Task statement — Repeat the data below verbatim, from the line containing "Target: brown stem" through the end of the data, and leave the pictures out of your answer.

Provided data —

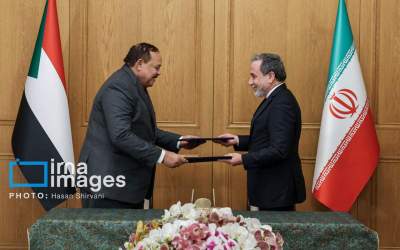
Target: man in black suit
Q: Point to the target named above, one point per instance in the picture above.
(122, 139)
(274, 176)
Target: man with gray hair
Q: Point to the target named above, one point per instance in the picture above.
(274, 176)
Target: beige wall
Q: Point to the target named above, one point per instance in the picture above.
(206, 47)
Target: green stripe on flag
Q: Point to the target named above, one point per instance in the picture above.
(342, 48)
(34, 68)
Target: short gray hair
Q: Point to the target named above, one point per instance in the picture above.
(271, 62)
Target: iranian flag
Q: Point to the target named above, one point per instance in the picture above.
(42, 129)
(348, 149)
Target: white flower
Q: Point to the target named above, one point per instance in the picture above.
(169, 231)
(176, 209)
(252, 224)
(167, 215)
(189, 211)
(156, 235)
(248, 243)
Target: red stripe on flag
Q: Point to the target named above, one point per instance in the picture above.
(51, 40)
(353, 169)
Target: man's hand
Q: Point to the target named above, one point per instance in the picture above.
(190, 144)
(173, 160)
(227, 142)
(236, 159)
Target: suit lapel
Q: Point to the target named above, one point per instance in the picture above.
(264, 104)
(143, 95)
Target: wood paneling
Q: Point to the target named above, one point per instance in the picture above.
(206, 47)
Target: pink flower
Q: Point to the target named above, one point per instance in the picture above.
(132, 237)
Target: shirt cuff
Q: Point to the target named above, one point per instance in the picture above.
(162, 155)
(178, 144)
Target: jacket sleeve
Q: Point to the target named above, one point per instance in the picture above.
(118, 112)
(167, 140)
(281, 127)
(243, 143)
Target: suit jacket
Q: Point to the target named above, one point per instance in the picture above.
(123, 139)
(274, 174)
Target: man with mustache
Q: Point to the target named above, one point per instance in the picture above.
(274, 176)
(122, 138)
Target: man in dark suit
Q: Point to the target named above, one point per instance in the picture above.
(122, 139)
(274, 176)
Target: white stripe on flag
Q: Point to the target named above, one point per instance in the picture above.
(48, 101)
(334, 130)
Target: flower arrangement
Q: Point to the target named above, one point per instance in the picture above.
(190, 227)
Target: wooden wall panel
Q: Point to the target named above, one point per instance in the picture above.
(206, 48)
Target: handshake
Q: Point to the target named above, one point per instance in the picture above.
(173, 160)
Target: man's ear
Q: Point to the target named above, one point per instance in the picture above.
(139, 63)
(271, 75)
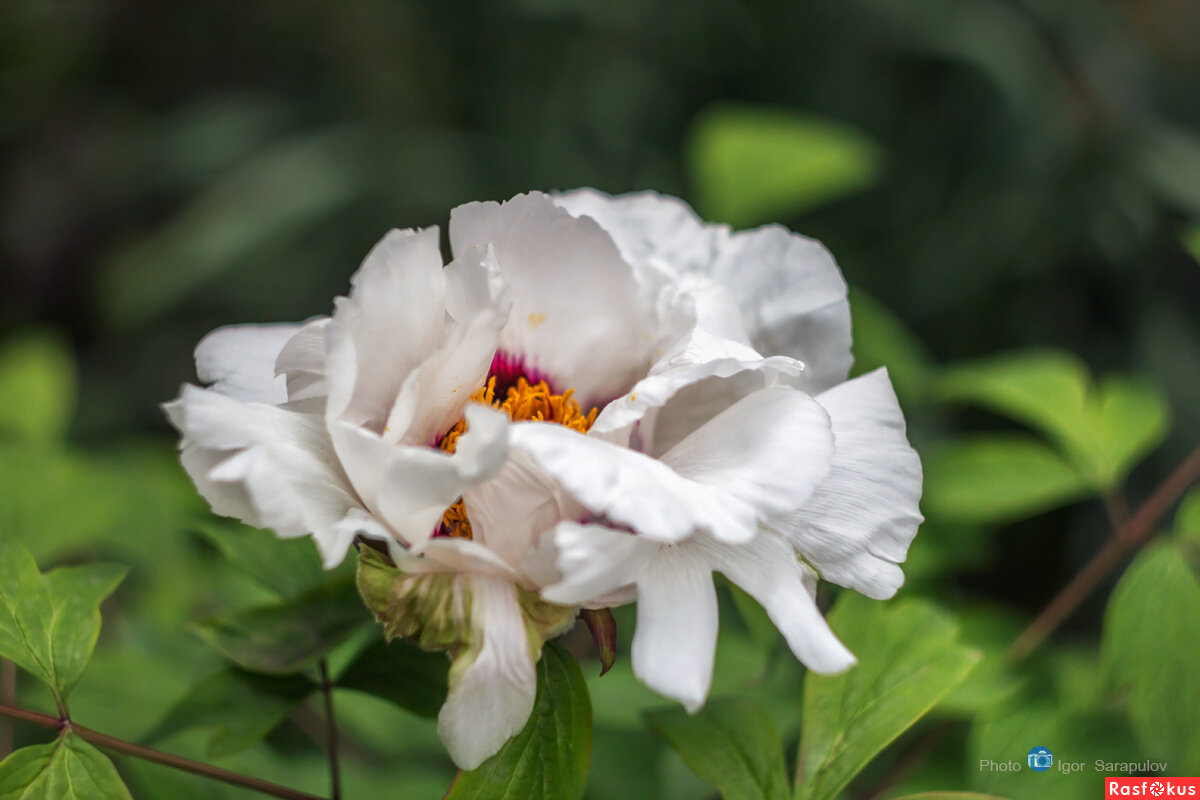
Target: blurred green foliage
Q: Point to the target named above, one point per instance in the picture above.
(1012, 188)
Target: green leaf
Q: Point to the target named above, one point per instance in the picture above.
(67, 769)
(291, 636)
(1151, 629)
(999, 477)
(241, 707)
(401, 673)
(730, 744)
(1104, 431)
(286, 566)
(549, 759)
(49, 623)
(909, 657)
(755, 164)
(37, 386)
(285, 187)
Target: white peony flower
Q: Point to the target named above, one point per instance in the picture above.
(611, 347)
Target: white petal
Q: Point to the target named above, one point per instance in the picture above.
(492, 698)
(767, 569)
(510, 511)
(577, 312)
(676, 637)
(768, 450)
(271, 467)
(390, 323)
(792, 299)
(435, 394)
(649, 227)
(411, 487)
(630, 488)
(594, 561)
(301, 361)
(239, 361)
(859, 522)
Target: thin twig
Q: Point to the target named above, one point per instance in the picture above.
(1125, 541)
(9, 697)
(157, 757)
(335, 771)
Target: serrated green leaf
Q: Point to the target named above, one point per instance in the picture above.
(401, 673)
(754, 164)
(549, 759)
(241, 707)
(909, 657)
(730, 744)
(291, 636)
(286, 566)
(37, 386)
(67, 769)
(1151, 629)
(49, 623)
(990, 479)
(1103, 431)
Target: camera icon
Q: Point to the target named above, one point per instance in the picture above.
(1039, 759)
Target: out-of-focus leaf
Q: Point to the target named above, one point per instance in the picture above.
(1187, 518)
(286, 566)
(1151, 629)
(1191, 240)
(754, 164)
(67, 769)
(287, 637)
(37, 386)
(243, 708)
(402, 673)
(285, 188)
(996, 479)
(882, 340)
(730, 744)
(1104, 431)
(549, 759)
(49, 623)
(909, 657)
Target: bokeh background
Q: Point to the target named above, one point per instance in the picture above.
(993, 176)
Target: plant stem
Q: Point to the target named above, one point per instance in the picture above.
(1127, 539)
(335, 773)
(9, 697)
(157, 757)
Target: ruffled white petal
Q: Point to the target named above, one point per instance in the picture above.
(787, 287)
(579, 314)
(767, 569)
(859, 522)
(792, 299)
(239, 361)
(271, 467)
(435, 394)
(301, 362)
(675, 643)
(492, 698)
(390, 323)
(411, 487)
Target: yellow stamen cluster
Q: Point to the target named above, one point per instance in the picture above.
(523, 402)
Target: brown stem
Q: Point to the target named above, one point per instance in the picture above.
(9, 697)
(1135, 533)
(335, 773)
(145, 753)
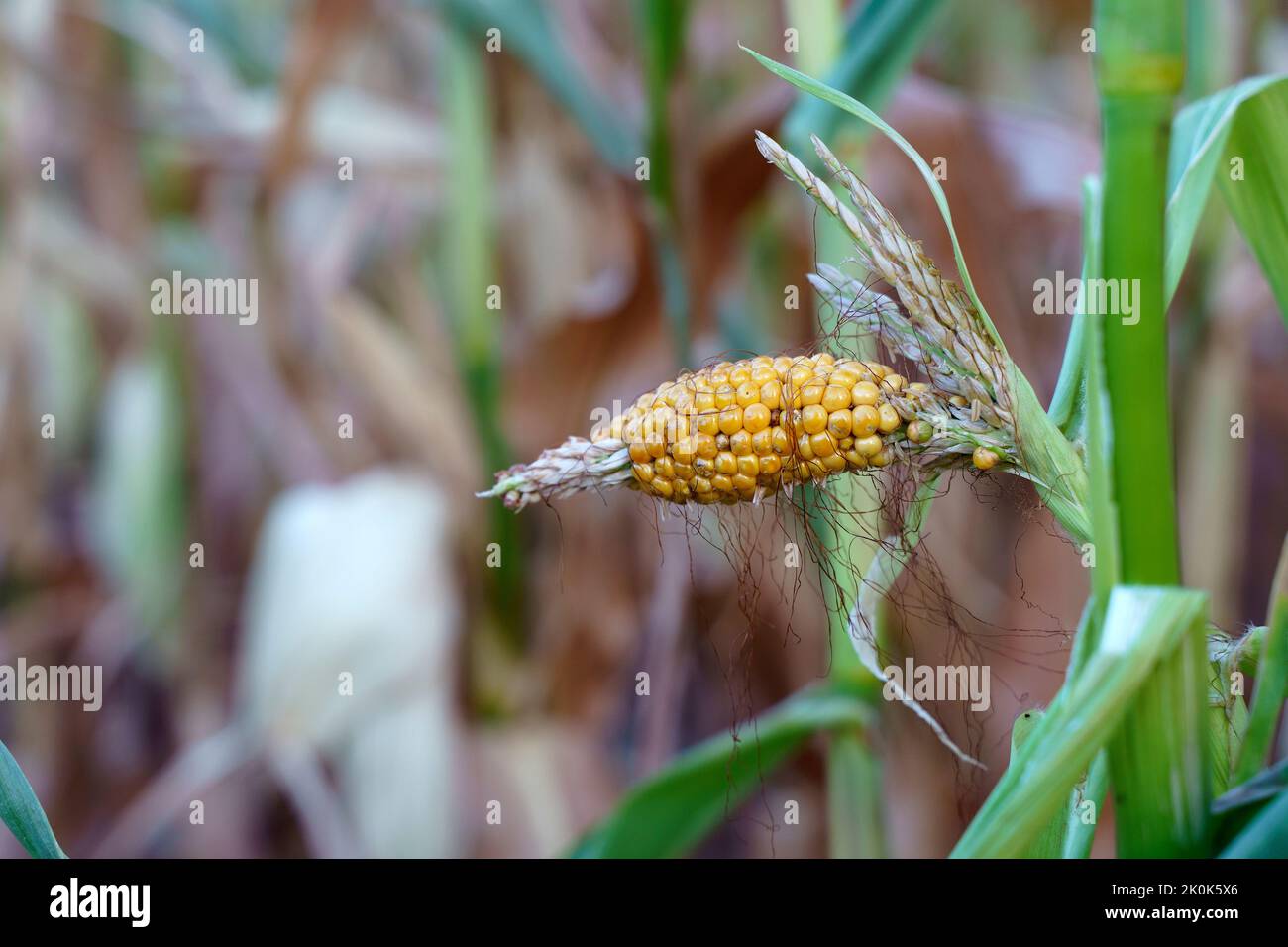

Correct result —
Target: brown stem
Q: Point to the target named above, one point per instance in the picture above.
(9, 697)
(1135, 533)
(335, 773)
(145, 753)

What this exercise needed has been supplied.